Transcribe the lines of the material starting at the line containing "outline <item>ship superstructure</item>" and ending at the end of the material, including both ends.

------------------------------------------------------------

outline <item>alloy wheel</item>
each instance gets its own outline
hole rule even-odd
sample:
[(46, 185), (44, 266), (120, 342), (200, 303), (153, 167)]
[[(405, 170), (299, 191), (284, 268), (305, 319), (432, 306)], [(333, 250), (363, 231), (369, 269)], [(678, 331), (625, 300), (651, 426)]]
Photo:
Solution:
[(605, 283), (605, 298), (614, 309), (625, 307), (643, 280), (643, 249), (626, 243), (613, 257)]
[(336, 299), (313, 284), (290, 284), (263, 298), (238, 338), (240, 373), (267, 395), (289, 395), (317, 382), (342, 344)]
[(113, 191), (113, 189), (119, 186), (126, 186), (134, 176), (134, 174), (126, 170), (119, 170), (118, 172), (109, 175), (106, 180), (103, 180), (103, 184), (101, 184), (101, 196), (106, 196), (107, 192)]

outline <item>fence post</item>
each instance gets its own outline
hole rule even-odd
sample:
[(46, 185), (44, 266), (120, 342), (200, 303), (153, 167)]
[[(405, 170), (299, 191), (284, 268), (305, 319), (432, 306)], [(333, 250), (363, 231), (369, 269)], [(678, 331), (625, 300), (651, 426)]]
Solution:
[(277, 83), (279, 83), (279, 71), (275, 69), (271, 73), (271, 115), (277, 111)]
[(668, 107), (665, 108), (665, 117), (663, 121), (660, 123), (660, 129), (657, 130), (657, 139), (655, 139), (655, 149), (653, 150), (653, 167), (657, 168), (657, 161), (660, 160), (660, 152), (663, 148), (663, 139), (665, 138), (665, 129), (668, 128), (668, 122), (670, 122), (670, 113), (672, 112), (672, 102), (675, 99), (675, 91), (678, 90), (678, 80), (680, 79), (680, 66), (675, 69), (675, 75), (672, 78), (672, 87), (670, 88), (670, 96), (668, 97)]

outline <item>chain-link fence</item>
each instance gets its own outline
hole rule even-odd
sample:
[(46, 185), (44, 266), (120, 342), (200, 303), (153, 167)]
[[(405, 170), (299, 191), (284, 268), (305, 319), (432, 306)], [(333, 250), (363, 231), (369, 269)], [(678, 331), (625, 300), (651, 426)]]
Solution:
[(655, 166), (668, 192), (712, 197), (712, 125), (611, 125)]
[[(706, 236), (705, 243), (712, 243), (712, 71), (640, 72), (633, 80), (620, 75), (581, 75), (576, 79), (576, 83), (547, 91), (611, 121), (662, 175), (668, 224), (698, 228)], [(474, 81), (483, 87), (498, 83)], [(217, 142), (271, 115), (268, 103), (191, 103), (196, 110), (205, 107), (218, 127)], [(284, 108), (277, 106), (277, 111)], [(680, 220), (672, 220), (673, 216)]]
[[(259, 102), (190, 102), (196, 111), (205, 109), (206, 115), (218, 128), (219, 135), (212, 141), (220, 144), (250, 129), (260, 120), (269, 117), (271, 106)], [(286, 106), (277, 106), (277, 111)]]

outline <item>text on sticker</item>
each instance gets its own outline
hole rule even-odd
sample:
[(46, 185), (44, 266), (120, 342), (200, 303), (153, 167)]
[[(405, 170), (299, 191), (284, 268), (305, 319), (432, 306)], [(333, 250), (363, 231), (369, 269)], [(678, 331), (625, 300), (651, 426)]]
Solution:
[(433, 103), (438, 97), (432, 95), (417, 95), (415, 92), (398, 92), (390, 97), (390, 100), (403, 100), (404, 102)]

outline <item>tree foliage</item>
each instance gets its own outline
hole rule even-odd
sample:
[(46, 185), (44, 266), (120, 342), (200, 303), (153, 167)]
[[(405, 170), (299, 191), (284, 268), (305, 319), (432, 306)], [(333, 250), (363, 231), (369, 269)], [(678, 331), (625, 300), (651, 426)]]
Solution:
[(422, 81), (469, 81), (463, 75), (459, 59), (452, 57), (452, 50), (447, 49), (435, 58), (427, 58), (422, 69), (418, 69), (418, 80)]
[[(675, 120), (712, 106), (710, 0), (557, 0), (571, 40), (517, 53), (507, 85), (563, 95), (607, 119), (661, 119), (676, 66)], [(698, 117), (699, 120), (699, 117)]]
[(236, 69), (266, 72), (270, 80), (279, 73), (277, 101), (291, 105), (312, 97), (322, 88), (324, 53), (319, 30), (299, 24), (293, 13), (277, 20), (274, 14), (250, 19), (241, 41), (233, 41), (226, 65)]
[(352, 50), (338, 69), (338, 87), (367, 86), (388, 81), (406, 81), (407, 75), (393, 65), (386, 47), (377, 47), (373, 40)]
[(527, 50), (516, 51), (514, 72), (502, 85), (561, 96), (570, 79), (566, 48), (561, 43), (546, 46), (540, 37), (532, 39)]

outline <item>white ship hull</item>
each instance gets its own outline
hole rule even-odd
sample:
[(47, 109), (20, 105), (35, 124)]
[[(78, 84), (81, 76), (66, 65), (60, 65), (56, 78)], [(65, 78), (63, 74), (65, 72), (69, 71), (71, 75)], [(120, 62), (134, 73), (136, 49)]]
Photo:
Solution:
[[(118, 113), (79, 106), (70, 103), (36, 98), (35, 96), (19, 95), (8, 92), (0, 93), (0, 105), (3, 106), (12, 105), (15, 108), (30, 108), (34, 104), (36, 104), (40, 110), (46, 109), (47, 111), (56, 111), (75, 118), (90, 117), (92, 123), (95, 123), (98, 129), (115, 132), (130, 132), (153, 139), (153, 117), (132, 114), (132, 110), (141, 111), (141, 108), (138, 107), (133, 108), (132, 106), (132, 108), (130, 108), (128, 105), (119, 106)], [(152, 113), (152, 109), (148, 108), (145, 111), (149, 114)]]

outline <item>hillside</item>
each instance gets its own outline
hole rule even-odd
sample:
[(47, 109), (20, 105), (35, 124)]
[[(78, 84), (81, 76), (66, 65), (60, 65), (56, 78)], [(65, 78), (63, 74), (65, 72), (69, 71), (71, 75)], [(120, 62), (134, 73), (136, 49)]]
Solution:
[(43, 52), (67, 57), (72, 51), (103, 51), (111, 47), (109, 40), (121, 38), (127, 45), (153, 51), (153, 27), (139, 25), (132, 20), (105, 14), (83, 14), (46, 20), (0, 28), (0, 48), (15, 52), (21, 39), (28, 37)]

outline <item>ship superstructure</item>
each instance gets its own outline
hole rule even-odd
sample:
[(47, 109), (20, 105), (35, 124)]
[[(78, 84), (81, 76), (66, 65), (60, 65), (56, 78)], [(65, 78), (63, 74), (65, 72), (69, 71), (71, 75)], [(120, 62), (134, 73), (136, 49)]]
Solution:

------------------------------------------------------------

- _The output_:
outline <item>ship superstructure</item>
each instance gets its own outline
hole rule even-odd
sample:
[(47, 109), (20, 105), (35, 124)]
[[(78, 84), (81, 76), (66, 65), (60, 65), (56, 78)], [(65, 78), (63, 74), (65, 72), (69, 71), (71, 75)], [(120, 62), (134, 73), (136, 49)]]
Solution:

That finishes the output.